◆ **WORK TO COMPLETE**: Copy verbatim the lines of the records from the line with "Annotate each occurrence of white curved" up to and including the line with "[137,373,535,508]".

***** DATA EXCERPTS *****

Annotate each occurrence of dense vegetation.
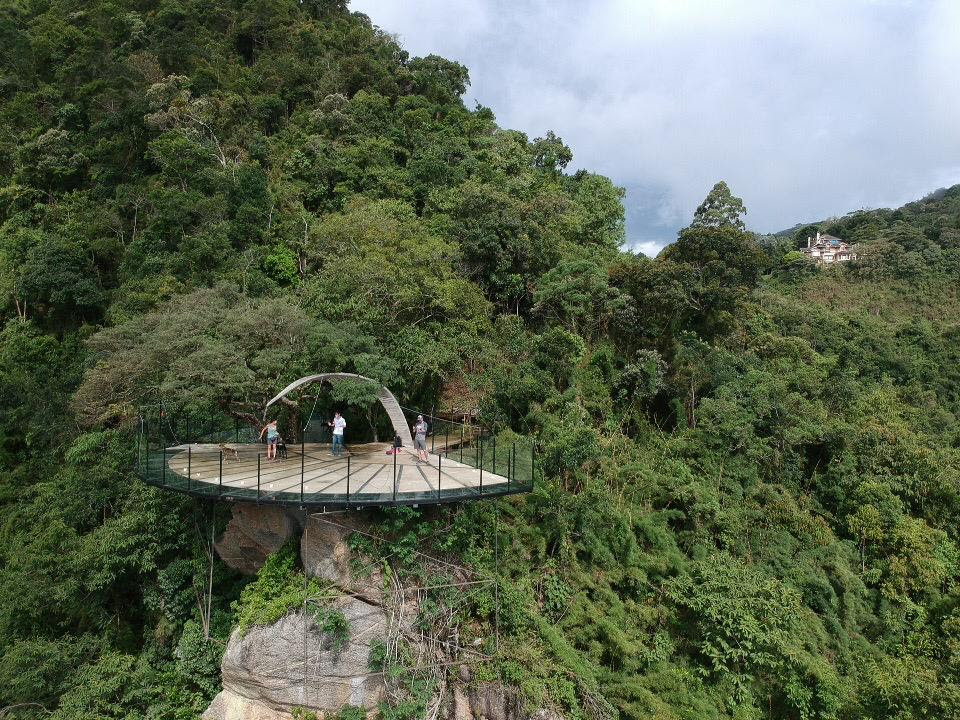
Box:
[0,0,960,720]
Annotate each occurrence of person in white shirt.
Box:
[327,413,347,455]
[413,415,429,462]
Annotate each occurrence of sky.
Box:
[351,0,960,255]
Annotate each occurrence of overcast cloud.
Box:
[351,0,960,254]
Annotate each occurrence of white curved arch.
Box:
[264,373,413,448]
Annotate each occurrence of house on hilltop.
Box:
[800,232,857,265]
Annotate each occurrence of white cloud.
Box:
[352,0,960,255]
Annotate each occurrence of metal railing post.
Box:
[530,440,537,490]
[143,420,150,480]
[477,435,483,497]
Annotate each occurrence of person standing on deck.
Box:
[413,415,429,462]
[328,413,347,455]
[260,420,280,460]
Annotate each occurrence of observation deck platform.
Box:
[137,373,535,508]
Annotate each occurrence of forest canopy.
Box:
[0,0,960,720]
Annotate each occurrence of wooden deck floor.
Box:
[165,443,508,503]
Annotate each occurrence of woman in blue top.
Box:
[260,420,280,460]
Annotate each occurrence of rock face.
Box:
[215,503,301,575]
[446,683,563,720]
[300,513,383,597]
[204,598,387,720]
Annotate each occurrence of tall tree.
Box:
[690,180,747,230]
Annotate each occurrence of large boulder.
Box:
[300,512,383,598]
[200,690,293,720]
[446,683,563,720]
[215,503,302,575]
[204,597,387,720]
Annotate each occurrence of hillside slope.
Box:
[0,0,960,720]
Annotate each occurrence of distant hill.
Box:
[773,184,960,240]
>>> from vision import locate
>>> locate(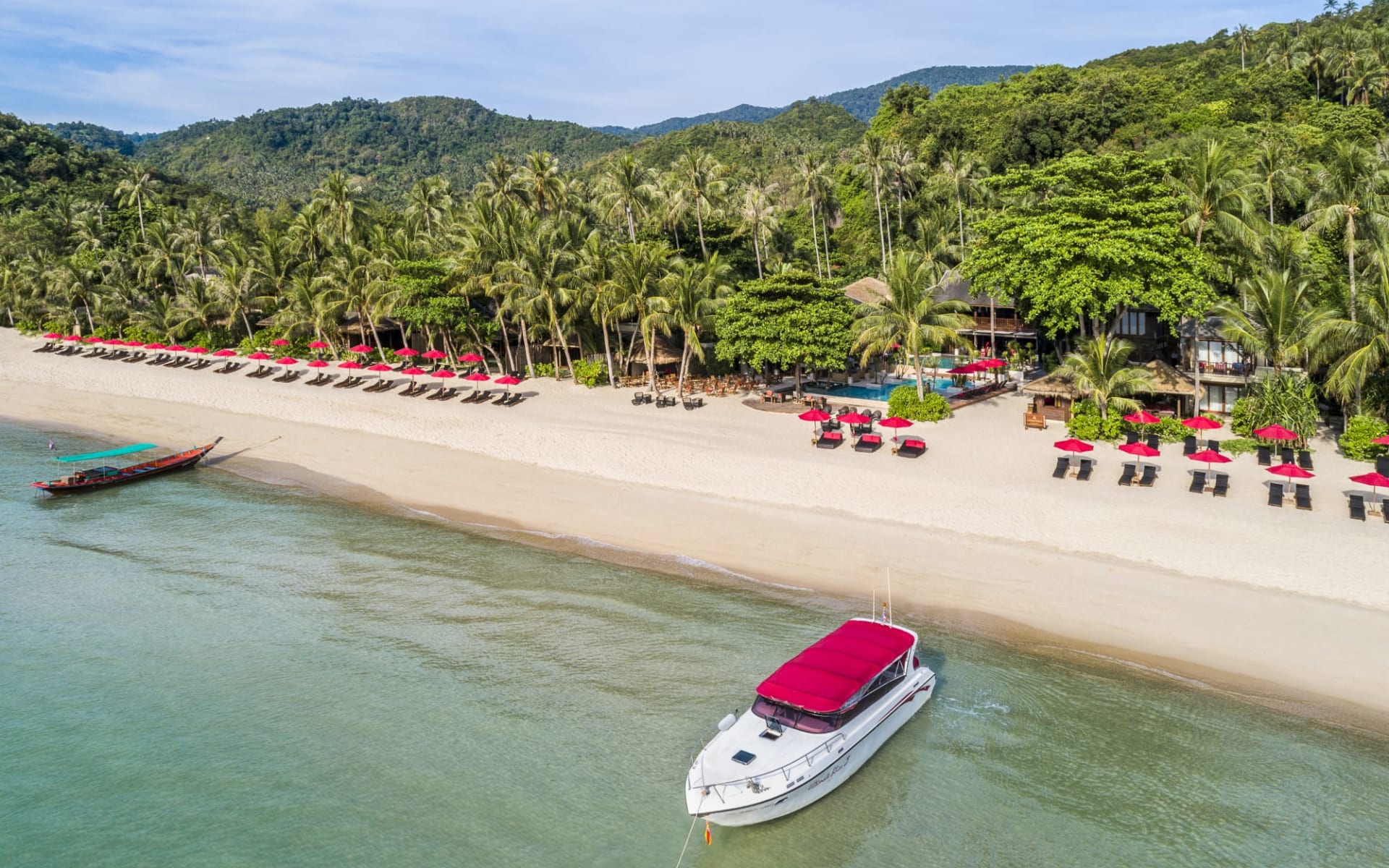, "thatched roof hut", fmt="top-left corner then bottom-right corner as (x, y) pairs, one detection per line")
(844, 278), (889, 304)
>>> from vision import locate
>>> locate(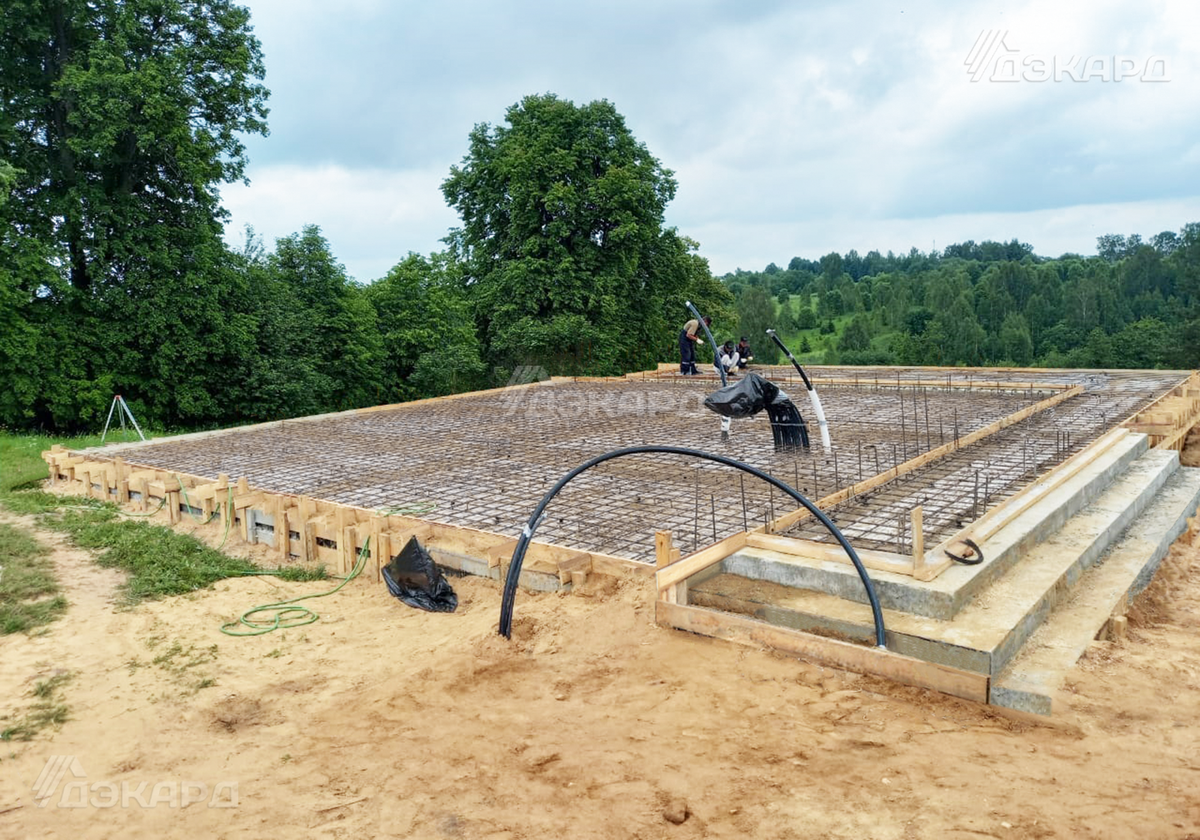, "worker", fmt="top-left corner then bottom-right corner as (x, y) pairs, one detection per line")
(737, 336), (754, 370)
(679, 316), (713, 377)
(718, 341), (742, 373)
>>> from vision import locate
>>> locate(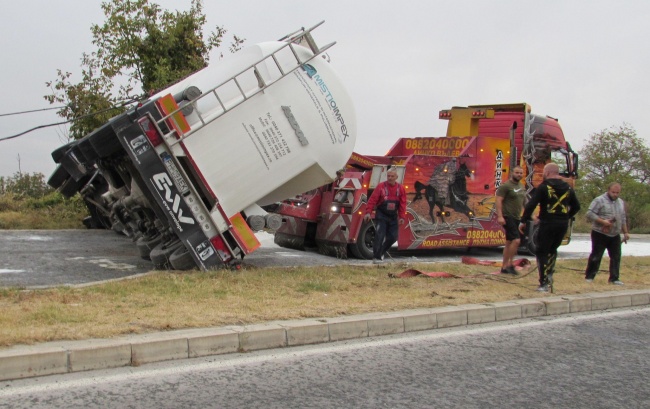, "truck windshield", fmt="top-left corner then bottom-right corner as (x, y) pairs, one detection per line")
(551, 149), (571, 177)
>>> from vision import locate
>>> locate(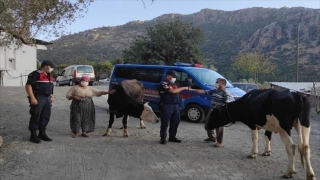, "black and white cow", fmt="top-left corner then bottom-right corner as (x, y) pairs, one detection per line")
(206, 89), (315, 180)
(104, 79), (159, 137)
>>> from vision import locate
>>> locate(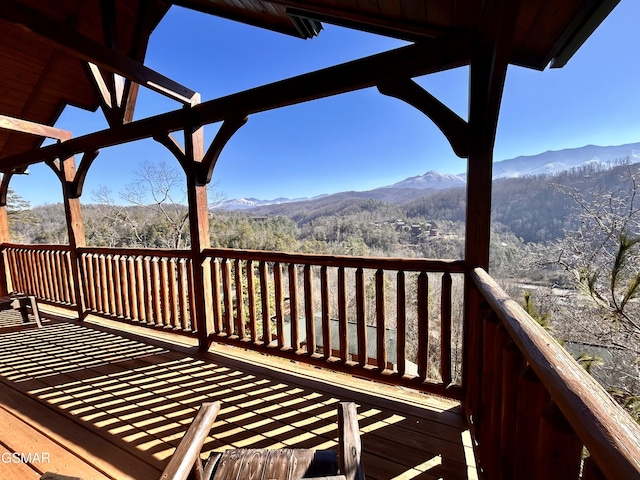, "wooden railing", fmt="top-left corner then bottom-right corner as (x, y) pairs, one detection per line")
(2, 245), (640, 480)
(4, 245), (464, 398)
(3, 244), (195, 334)
(78, 248), (196, 333)
(465, 269), (640, 480)
(2, 245), (76, 305)
(204, 249), (463, 397)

*****

◆ **FINAL RESULT**:
Annotate each occurrence of white curved arch.
Box:
[264,373,413,448]
Annotate each occurrence of house on hilltop.
Box:
[800,232,857,265]
Annotate each occurrence of white cloud.
Box:
[352,0,960,255]
Annotate each occurrence of metal railing post.
Box:
[530,440,537,490]
[143,420,150,480]
[477,435,483,497]
Annotate each occurrence of person standing on deck.
Box:
[413,415,429,462]
[328,413,347,455]
[260,420,280,460]
Annotate each occurrence of observation deck platform.
Box:
[137,373,535,508]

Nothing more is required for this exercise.